## DIRECTIVE:
Could you pull out, word for word, the lines of the records beginning at the line that contains "Identify the trimmed" and continuing through the last line of the records, with both ends included?

## RECORD EXCERPTS:

-.-.-

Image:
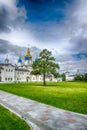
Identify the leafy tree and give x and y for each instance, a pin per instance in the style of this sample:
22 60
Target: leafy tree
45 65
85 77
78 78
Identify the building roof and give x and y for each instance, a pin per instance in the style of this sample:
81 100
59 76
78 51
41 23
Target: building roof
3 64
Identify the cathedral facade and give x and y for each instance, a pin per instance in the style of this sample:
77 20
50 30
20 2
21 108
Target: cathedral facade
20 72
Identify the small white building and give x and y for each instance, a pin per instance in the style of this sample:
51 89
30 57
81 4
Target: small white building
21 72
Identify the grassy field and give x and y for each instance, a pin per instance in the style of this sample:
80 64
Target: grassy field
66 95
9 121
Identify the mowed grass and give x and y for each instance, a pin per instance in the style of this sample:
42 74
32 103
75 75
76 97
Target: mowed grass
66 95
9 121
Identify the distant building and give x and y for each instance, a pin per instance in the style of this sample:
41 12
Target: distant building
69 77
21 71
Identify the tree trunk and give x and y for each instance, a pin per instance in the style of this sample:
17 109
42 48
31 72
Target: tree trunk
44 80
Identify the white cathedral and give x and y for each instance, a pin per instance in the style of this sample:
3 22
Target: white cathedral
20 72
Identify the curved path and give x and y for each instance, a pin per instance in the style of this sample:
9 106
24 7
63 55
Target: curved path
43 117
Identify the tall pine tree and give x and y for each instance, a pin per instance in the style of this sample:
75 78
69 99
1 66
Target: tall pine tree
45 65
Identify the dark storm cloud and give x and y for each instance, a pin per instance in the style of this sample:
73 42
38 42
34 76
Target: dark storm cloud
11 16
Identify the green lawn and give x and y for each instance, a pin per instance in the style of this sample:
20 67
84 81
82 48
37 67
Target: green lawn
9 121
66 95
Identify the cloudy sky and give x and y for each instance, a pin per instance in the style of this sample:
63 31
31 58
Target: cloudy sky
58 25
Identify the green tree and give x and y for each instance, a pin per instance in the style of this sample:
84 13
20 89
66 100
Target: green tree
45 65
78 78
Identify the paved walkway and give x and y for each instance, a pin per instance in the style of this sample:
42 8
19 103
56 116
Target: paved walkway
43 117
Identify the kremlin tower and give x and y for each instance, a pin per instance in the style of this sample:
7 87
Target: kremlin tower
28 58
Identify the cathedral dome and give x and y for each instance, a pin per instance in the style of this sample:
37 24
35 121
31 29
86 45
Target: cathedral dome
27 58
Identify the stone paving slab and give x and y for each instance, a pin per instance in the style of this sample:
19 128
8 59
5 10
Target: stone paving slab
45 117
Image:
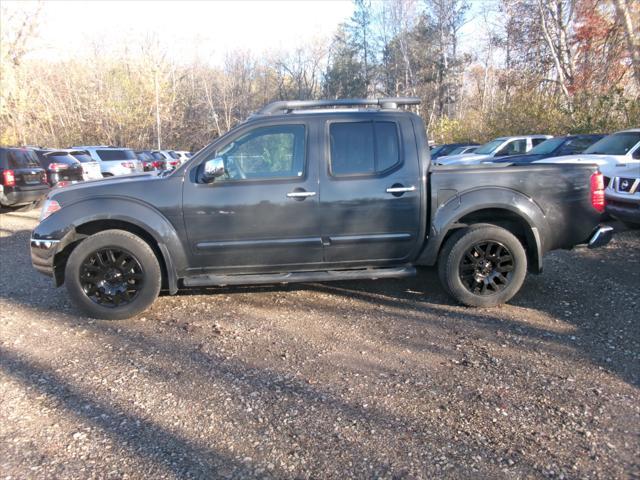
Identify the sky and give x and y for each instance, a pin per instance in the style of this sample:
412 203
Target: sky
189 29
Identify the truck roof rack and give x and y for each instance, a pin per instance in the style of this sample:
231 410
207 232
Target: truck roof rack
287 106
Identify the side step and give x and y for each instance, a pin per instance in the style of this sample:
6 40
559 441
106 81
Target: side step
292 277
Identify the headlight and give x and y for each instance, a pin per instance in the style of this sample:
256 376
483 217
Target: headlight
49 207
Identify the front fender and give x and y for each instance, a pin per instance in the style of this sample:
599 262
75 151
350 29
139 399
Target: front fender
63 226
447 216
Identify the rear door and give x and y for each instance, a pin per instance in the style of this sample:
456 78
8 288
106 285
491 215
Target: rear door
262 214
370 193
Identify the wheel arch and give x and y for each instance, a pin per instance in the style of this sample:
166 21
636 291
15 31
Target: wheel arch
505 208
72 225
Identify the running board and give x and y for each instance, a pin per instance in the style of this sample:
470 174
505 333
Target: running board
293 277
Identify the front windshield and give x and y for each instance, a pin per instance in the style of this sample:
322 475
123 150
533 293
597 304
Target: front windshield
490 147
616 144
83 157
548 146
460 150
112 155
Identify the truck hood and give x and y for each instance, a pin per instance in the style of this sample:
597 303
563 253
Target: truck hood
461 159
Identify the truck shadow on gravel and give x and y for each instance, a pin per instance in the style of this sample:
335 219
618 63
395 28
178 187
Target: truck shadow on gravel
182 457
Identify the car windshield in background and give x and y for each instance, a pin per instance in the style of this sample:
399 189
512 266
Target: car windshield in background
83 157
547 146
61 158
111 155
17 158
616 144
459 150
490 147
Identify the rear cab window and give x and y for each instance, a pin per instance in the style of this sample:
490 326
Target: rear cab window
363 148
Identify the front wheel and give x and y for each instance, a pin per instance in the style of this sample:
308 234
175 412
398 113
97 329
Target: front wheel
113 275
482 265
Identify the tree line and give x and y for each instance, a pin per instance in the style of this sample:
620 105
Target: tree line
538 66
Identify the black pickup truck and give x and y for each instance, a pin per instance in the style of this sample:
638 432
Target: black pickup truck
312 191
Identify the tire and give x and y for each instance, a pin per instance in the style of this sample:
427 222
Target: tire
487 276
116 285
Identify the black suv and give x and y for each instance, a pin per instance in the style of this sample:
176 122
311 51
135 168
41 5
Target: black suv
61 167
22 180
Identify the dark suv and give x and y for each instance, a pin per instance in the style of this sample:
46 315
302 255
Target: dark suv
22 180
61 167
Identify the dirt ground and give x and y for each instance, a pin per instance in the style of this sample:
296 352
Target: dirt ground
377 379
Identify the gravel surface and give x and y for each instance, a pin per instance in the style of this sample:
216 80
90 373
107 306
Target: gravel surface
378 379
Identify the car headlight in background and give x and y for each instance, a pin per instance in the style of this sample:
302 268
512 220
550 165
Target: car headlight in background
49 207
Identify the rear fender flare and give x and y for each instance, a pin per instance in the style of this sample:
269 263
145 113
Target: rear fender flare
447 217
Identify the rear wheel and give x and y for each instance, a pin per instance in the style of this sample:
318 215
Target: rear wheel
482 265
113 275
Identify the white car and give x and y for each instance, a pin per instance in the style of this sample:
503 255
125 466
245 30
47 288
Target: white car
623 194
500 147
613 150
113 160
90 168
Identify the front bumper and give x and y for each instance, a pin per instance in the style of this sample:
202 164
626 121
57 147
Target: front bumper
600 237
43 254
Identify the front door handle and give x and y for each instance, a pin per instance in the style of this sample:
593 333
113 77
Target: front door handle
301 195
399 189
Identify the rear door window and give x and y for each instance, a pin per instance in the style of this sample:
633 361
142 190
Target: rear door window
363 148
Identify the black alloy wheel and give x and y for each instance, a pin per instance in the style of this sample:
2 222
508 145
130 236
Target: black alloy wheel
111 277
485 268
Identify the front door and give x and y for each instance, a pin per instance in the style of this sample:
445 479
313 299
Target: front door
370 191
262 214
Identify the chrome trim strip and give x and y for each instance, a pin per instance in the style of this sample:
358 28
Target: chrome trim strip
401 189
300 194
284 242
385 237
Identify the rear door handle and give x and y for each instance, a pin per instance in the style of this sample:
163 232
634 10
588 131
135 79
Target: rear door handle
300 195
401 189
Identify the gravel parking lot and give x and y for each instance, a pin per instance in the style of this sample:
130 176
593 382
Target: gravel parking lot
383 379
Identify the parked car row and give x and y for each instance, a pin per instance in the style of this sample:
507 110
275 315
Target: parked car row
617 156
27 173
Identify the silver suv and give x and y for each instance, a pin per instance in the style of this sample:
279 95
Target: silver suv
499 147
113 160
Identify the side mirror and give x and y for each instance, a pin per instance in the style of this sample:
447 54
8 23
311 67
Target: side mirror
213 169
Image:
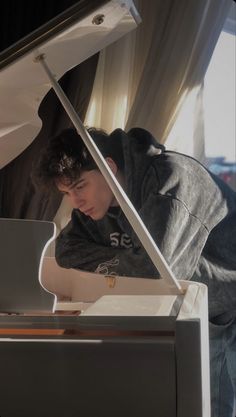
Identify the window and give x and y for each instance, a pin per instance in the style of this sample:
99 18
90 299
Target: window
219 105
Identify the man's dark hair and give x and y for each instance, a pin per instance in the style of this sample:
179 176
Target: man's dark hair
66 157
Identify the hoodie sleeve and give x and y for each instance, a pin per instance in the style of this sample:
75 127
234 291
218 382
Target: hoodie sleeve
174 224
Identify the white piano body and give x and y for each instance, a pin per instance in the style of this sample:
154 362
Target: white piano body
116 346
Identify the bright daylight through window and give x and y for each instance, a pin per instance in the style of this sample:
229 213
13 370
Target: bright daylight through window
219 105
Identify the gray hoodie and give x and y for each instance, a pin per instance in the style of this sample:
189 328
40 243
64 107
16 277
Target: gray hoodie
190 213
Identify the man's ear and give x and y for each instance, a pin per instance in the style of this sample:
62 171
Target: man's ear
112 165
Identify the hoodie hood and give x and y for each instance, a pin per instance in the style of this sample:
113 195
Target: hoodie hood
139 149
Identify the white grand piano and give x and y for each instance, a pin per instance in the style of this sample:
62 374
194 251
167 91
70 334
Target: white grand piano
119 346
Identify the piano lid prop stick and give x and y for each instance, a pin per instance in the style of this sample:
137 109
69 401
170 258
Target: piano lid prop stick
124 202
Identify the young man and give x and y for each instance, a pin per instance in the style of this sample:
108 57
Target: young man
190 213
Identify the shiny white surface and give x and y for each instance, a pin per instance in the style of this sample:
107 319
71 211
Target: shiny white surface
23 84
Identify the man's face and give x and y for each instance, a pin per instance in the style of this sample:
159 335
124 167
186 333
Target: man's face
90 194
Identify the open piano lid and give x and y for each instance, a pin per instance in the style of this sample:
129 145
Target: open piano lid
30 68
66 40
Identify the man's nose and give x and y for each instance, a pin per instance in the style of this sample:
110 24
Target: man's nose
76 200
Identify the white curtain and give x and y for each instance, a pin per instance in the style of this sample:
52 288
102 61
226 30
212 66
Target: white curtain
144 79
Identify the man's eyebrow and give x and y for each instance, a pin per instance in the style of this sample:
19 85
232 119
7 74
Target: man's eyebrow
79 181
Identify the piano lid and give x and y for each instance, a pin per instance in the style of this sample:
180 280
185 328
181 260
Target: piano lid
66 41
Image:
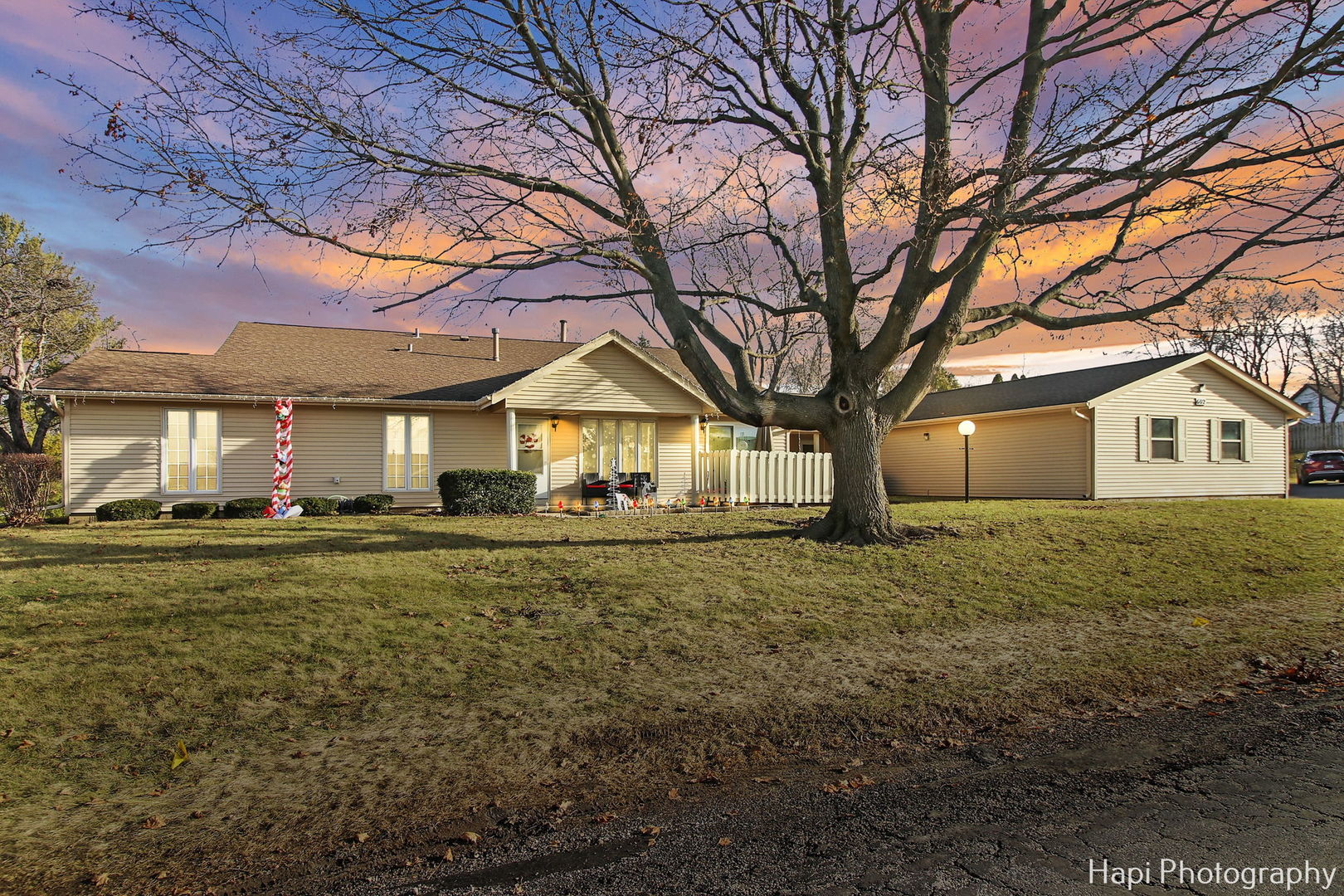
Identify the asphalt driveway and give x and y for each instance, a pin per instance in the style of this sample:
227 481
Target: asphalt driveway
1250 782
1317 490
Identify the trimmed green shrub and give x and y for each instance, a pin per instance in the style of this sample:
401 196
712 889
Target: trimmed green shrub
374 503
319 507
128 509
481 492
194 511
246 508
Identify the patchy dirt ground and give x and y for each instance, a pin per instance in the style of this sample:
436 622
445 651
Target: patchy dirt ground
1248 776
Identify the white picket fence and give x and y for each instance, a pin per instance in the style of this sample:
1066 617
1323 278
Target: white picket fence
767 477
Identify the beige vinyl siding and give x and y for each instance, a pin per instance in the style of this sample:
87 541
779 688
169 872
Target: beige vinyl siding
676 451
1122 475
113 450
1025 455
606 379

-.-.-

## SOLUTION FOR THIS EXERCISE:
Identify the trimmed green shrub and give x and y for each instance, a pin per instance in the style of this sample:
401 196
712 889
Target: trimmed green shrub
374 503
319 507
128 509
481 492
194 511
246 508
Identify the patchy dirt ground and give x and y for each instance, a pin per instance in the style of this sample:
436 622
445 651
Target: patchy dirt ground
1248 776
Identify the white picket fence and give x and y for each instance, a pin per instance in the style of this sample:
1066 617
1323 278
Target: white picket fence
767 477
Identify the beige vinyl siding and give x and y for each instance, a pin per instance in the style of this sample:
87 541
779 688
169 872
Target: beige vinyl siding
676 451
1122 475
113 450
1025 455
606 379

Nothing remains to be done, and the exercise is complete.